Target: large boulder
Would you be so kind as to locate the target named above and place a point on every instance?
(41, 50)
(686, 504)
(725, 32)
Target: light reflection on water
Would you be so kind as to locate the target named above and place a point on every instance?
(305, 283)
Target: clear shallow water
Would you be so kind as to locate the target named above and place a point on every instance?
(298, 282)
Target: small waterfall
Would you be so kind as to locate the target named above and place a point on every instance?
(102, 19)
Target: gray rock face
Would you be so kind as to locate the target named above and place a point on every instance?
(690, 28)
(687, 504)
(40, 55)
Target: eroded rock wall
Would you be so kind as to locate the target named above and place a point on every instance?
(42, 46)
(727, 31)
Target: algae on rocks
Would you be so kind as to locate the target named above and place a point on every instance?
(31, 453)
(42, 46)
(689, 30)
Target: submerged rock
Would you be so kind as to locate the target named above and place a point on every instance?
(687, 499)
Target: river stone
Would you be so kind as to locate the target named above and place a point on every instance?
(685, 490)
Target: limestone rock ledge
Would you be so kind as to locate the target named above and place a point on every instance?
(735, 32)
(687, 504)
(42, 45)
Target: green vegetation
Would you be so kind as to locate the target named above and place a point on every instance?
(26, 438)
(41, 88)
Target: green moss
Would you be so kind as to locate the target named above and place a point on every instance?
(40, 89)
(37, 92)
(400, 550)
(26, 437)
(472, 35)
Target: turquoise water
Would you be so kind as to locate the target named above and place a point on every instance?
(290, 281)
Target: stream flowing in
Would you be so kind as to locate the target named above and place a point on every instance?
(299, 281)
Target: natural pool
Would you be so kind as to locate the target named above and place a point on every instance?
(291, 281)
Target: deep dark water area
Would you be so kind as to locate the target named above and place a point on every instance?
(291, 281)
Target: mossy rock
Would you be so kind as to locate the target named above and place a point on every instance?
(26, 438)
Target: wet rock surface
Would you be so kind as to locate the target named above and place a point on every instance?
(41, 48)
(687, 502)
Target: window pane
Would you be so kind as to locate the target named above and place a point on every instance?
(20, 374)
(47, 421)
==
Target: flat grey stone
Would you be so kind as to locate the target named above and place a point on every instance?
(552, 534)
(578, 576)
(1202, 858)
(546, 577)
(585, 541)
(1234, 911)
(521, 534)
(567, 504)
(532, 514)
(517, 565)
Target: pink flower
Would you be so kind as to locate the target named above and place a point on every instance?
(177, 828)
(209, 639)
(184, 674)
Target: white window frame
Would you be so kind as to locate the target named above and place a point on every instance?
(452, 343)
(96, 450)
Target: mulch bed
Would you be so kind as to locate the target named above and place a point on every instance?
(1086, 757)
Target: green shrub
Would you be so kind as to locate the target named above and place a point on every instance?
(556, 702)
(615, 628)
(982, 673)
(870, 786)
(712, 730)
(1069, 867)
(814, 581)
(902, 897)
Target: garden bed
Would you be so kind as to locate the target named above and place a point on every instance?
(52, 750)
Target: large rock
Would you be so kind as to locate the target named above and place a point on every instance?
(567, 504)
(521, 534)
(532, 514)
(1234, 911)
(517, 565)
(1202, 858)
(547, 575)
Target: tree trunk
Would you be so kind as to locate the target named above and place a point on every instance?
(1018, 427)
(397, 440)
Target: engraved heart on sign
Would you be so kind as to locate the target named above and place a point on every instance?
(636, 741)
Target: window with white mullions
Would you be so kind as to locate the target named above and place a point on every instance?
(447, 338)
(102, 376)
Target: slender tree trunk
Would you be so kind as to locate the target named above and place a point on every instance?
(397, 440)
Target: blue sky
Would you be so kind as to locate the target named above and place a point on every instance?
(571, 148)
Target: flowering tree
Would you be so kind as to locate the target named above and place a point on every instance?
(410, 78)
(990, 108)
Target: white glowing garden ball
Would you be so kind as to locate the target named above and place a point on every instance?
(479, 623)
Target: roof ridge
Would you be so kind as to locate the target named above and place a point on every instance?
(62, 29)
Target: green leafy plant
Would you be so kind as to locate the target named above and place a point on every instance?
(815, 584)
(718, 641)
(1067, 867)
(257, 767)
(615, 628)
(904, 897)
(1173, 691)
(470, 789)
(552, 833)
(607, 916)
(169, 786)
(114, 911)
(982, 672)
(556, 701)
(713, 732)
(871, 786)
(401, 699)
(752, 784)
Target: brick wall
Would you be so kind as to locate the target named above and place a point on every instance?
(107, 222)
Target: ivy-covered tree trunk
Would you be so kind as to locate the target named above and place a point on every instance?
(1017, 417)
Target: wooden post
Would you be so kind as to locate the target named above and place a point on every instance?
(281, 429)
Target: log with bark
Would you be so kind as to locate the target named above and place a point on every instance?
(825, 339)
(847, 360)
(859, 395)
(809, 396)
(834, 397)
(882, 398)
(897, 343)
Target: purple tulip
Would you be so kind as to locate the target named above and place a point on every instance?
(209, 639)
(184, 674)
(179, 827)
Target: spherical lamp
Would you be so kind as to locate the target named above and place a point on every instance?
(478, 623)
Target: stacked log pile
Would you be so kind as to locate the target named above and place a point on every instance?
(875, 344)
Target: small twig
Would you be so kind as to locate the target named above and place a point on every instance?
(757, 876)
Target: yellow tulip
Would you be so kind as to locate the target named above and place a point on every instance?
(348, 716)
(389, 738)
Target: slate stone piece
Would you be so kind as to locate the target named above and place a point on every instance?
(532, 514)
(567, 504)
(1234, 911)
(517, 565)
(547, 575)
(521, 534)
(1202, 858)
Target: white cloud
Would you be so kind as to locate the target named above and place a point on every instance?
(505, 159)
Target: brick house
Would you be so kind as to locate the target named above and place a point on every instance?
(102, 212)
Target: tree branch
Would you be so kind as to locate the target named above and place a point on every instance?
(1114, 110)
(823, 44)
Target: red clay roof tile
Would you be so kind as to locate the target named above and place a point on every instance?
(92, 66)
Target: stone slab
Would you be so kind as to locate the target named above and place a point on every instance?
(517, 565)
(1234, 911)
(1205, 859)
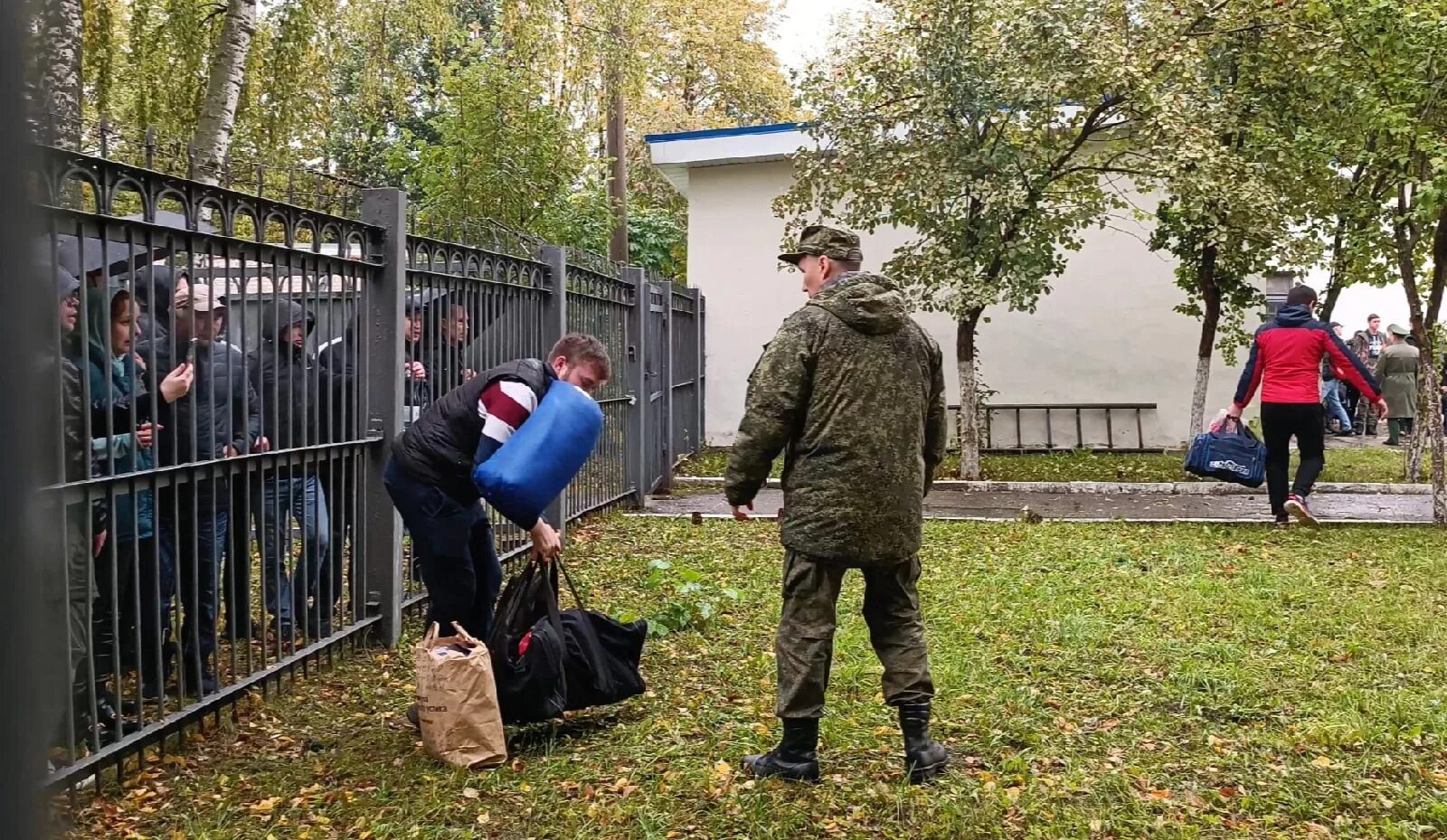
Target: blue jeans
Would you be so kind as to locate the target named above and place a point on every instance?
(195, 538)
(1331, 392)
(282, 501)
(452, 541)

WHAT IS BEING ASKED:
Give only the number of lines in the records above that contain the string "brick", counting matches that agree in case.

WRITTEN SOLUTION:
2